◆ RAW DATA ◆
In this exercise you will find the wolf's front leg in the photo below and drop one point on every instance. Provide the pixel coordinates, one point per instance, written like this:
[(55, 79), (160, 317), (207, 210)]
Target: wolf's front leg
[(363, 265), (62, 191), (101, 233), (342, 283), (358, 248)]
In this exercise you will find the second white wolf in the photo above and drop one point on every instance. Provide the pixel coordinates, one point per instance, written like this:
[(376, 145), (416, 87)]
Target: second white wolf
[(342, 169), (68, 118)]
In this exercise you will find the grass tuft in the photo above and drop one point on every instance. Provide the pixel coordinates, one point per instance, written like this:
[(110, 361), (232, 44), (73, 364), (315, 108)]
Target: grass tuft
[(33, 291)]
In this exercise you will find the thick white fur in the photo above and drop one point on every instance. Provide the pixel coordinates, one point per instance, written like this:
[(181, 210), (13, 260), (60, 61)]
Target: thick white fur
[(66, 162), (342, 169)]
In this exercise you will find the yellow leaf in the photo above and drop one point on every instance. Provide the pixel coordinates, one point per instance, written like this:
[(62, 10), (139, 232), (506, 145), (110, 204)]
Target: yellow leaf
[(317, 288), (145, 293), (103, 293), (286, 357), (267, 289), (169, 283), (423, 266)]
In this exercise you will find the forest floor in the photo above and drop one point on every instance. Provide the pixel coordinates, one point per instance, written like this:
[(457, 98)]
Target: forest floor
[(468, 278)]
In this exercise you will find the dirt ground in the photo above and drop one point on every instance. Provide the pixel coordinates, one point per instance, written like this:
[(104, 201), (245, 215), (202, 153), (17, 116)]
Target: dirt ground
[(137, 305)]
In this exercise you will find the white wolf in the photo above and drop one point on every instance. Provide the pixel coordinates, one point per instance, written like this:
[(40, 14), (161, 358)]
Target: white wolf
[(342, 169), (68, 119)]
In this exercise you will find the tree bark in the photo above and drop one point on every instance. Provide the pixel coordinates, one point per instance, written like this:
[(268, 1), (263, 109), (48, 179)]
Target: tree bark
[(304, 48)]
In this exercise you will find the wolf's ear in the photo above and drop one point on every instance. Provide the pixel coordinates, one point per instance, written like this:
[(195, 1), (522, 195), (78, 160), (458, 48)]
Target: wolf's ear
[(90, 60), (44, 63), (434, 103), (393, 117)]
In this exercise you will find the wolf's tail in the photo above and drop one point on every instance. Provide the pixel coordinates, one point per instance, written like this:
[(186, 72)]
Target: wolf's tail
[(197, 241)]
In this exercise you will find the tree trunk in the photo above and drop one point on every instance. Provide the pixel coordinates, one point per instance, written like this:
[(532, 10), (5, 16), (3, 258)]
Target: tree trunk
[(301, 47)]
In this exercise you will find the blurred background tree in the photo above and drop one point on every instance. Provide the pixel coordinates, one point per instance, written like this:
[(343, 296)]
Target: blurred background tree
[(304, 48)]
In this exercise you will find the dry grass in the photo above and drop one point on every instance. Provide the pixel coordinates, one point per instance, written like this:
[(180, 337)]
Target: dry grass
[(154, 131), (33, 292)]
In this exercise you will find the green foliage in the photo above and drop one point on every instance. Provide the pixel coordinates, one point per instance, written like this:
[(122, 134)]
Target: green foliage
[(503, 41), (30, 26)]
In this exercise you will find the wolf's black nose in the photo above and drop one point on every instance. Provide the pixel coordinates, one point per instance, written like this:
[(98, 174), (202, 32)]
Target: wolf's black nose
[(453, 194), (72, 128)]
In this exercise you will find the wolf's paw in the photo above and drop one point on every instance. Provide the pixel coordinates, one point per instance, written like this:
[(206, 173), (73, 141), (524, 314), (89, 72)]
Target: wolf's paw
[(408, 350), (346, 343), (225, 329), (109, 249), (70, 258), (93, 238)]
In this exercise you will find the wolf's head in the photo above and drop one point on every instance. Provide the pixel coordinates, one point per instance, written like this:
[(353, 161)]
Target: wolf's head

◆ REQUIRED WORK ◆
Reproduce the lines as a numbered list, from the line containing "In this exercise you will find the wolf's paw" through the final line, both included. Leave out any blank lines.

◆ ANSWER BELOW ◆
1. In this exercise you will find the wolf's paw in the photo above and drop one point on every instance. Provide the pixel coordinates, one point per instance, written like this:
2. [(206, 173), (73, 141), (524, 314), (89, 72)]
3. Target: wolf's paw
4. [(408, 350), (346, 343), (225, 329), (109, 249), (70, 258), (93, 238)]
5. In this exercise you will find the wolf's head in the photo above and drop one point on every instance. Provide the pixel coordinates, one point per instance, written like this:
6. [(353, 161)]
7. Target: wolf's head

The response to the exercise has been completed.